** begin DOCUMENT PASSAGE **
The follow on from the Ki43, the Ki44 did indeed adopt MGs in the wings to increase firepower, but we won't see it for another few months.

tatankatonk
Nov 4, 2011

Pitching is the art of instilling fear.
is the game usually this fickle about your units straight up ignoring your inputs? seems like it would be completely maddening

aphid_licker
Jan 7, 2009


Pharnakes posted:

Gun pods like that were more of a German thing than a common feature in WW2. The British and Soviets used them occasionally, but no one to the extent the Germans did, who were generally obsessed with tinkering with their designs.

For the Japanese fighting a completely different war, the priorities were field reliability and ease of maintenance, followed by ease of manufacture. This lead to considerable design inertia, and you have to remember the Oscar was designed as an escort fighter for operations in China, where two 7.7s was at least adequate and anything to squeeze out an extra few miles of range would be worth doing.

The follow on from the Ki43, the Ki44 did indeed adopt MGs in the wings to increase firepower, but we won't see it for another few months.

Thank you!

Jobbo_Fett
Mar 7, 2014

Slava Ukrayini

Clapping Larry

aphid_licker posted:

I firmly assume that there's a very good reason that they didn't screw a bubble to the bottom of the wing Rüstsatz style, but does anyone know what it was?
** end DOCUMENT PASSAGE **
** begin MATERIAL **
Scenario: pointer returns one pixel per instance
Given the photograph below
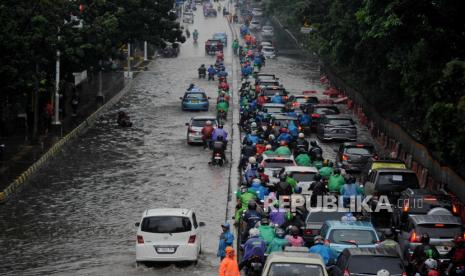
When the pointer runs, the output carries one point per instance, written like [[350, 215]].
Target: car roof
[[433, 219], [377, 251], [336, 224], [204, 117], [300, 169], [167, 212]]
** end MATERIAL **
PARTS OF THE EXERCISE ->
1 - List the nationalities that the forum thread on World War II fighter armament mentions in its discussion of gun pods and fighter design.
2 - Pick up the forum thread on World War II fighter armament after its final sentence and continue writing it.

ANSWERS PER TASK ->
1 - German, British, Soviet, Japanese

2 -
The Oscar is very much a light fighter with emphasis on maneuverability. Adding underwing cannons messes with that, and I bet it just made more sense to go with the next iteration of fighter aircraft than stick with the Oscar

Alchenar
Apr 9, 2008

tatankatonk posted:

is the game usually this fickle about your units straight up ignoring your inputs? seems like it would be completely maddening

It's not so much that (a staple of wargames is that you issue orders and then have to deal with the friction of warfare meaning things sometimes don't go the way you wanted) but that WitP makes it incredibly difficult to find out why what you expected to happen didn't happen.

Maybe there weren't enough ops points. Maybe there was bad weather and the strikes didn't go. Maybe a bunch of launch rolls failed. Maybe there just aren't any targets left. Who knows? (Pharnakes might)

Pharnakes
Aug 14, 2009

tatankatonk posted:

is the game usually this fickle about your units straight up ignoring your inputs? seems like it would be completely maddening

Yes.

What is it Grey says? Wibble.




Alchenar posted:

It's not so much that (a staple of wargames is that you issue orders and then have to deal with the friction of warfare meaning things sometimes don't go the way you wanted) but that WitP makes it incredibly difficult to find out why what you expected to happen didn't happen.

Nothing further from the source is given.